◆ Work item
In how many lines of the records does the word "every" appear? Reply with the number and nothing else.

Excerpts from a dataset
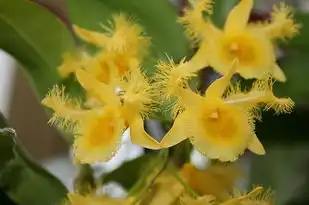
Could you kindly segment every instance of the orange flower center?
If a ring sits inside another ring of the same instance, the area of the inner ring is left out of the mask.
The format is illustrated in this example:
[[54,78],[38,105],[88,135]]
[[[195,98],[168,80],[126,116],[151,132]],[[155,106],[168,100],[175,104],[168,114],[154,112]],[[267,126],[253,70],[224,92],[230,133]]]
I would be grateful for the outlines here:
[[202,114],[202,126],[208,136],[220,142],[229,142],[233,140],[235,133],[238,133],[239,123],[238,114],[231,105],[220,102],[207,103],[204,105]]
[[250,65],[256,59],[254,39],[248,35],[238,35],[224,39],[222,52],[229,62],[235,59],[243,65]]

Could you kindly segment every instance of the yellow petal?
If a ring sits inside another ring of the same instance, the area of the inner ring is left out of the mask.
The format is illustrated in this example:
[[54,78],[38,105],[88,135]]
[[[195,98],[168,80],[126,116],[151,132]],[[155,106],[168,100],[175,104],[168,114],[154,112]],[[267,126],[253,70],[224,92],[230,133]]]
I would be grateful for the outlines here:
[[76,77],[83,88],[96,95],[103,103],[110,105],[120,104],[113,87],[101,83],[91,74],[81,69],[76,71]]
[[54,110],[48,123],[56,124],[68,132],[74,131],[76,122],[92,113],[92,110],[82,109],[80,102],[69,98],[65,94],[64,87],[60,88],[58,85],[47,93],[41,103]]
[[191,58],[191,60],[187,62],[187,64],[189,64],[188,67],[190,67],[191,72],[197,72],[209,66],[209,61],[207,58],[208,52],[209,52],[209,43],[208,41],[203,41],[197,52]]
[[205,35],[200,43],[199,49],[188,62],[191,72],[197,72],[209,66],[208,56],[212,52],[212,46],[217,46],[214,45],[214,42],[217,42],[223,36],[223,32],[210,21],[207,22],[204,33]]
[[226,32],[235,32],[246,27],[253,7],[253,0],[241,0],[229,13],[225,22]]
[[273,75],[274,75],[274,78],[278,81],[281,81],[281,82],[286,81],[285,74],[283,73],[283,71],[281,70],[278,64],[274,66]]
[[161,149],[161,146],[157,140],[152,138],[144,130],[144,122],[140,116],[129,123],[130,126],[130,137],[134,144],[140,145],[147,149]]
[[221,98],[224,91],[228,87],[231,78],[233,77],[234,73],[236,72],[236,64],[237,61],[234,60],[232,63],[231,68],[224,74],[223,77],[215,80],[206,90],[205,95],[206,97],[210,98]]
[[80,38],[87,41],[88,43],[92,43],[97,46],[103,47],[106,44],[106,42],[109,40],[109,37],[107,37],[103,33],[90,31],[90,30],[78,27],[76,25],[73,26],[73,29]]
[[183,113],[178,115],[178,117],[174,121],[172,128],[161,140],[160,144],[162,147],[172,147],[188,138],[185,126],[187,124],[186,121],[188,117],[189,112],[187,111],[184,111]]
[[254,135],[249,142],[248,149],[258,155],[264,155],[266,153],[262,143],[256,135]]
[[195,107],[203,102],[203,97],[193,92],[191,89],[180,89],[179,103],[180,105],[190,108]]

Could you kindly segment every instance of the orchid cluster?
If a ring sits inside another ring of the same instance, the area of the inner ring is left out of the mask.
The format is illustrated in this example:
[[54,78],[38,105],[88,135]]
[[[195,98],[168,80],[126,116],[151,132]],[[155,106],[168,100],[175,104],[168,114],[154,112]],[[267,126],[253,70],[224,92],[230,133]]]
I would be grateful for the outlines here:
[[[279,98],[273,93],[273,79],[286,81],[276,64],[275,42],[292,38],[300,26],[293,20],[292,9],[285,4],[274,6],[270,21],[248,23],[253,4],[253,0],[241,0],[220,30],[211,21],[213,1],[191,0],[179,22],[198,47],[197,52],[189,60],[184,57],[174,62],[169,57],[167,61],[159,61],[151,77],[143,70],[151,38],[133,18],[122,13],[114,15],[103,26],[104,33],[74,26],[81,39],[100,50],[94,55],[65,54],[58,71],[64,78],[75,74],[87,99],[85,102],[72,99],[66,95],[65,87],[55,86],[42,103],[54,111],[50,123],[74,135],[75,160],[81,164],[110,160],[121,146],[121,136],[127,128],[133,143],[152,150],[167,149],[188,140],[200,153],[221,162],[237,160],[246,149],[264,155],[263,145],[255,134],[260,111],[290,113],[294,106],[290,98]],[[189,81],[206,67],[212,67],[222,77],[199,93],[190,88]],[[242,89],[233,78],[235,74],[254,79],[252,87]],[[165,111],[162,104],[171,99],[173,125],[157,141],[145,131],[144,120],[155,112]],[[222,180],[231,171],[217,168],[211,166],[210,170],[199,171],[186,164],[178,173],[180,181],[161,173],[152,185],[157,184],[161,191],[146,204],[272,203],[270,192],[262,187],[255,187],[247,194],[227,192]],[[214,177],[218,170],[226,172],[221,179]],[[203,179],[207,186],[198,184]],[[164,187],[173,193],[164,191]],[[141,198],[138,201],[135,196],[115,200],[106,196],[69,195],[72,205],[145,204]]]

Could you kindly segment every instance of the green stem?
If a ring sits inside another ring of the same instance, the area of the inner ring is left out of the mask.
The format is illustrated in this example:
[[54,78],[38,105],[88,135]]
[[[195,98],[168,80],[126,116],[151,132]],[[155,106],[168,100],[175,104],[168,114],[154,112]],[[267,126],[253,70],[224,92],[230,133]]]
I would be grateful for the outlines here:
[[158,154],[158,157],[154,160],[153,163],[148,167],[146,172],[143,174],[143,177],[132,187],[129,191],[129,196],[135,195],[135,193],[139,191],[137,197],[135,197],[134,201],[131,205],[137,204],[143,195],[147,192],[149,187],[154,183],[156,178],[162,173],[165,169],[167,161],[168,161],[169,150],[163,149]]
[[174,172],[172,175],[177,179],[177,181],[185,188],[185,190],[194,198],[197,199],[200,196],[178,175],[178,173]]
[[81,195],[93,193],[96,189],[93,169],[88,164],[80,164],[78,175],[74,179],[74,191]]

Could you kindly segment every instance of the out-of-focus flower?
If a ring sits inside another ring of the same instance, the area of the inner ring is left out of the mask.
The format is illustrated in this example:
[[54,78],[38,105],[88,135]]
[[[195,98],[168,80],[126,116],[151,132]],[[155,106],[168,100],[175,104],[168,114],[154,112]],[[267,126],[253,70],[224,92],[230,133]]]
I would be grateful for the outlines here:
[[101,50],[94,56],[64,56],[59,74],[66,77],[69,73],[83,68],[103,83],[111,83],[115,77],[123,77],[135,69],[148,53],[150,38],[134,19],[124,14],[113,15],[113,22],[102,25],[105,32],[90,31],[74,26],[75,32],[88,43]]
[[236,166],[215,164],[198,170],[193,164],[185,164],[180,176],[199,196],[211,195],[222,202],[229,199],[241,171]]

◆ Reply
5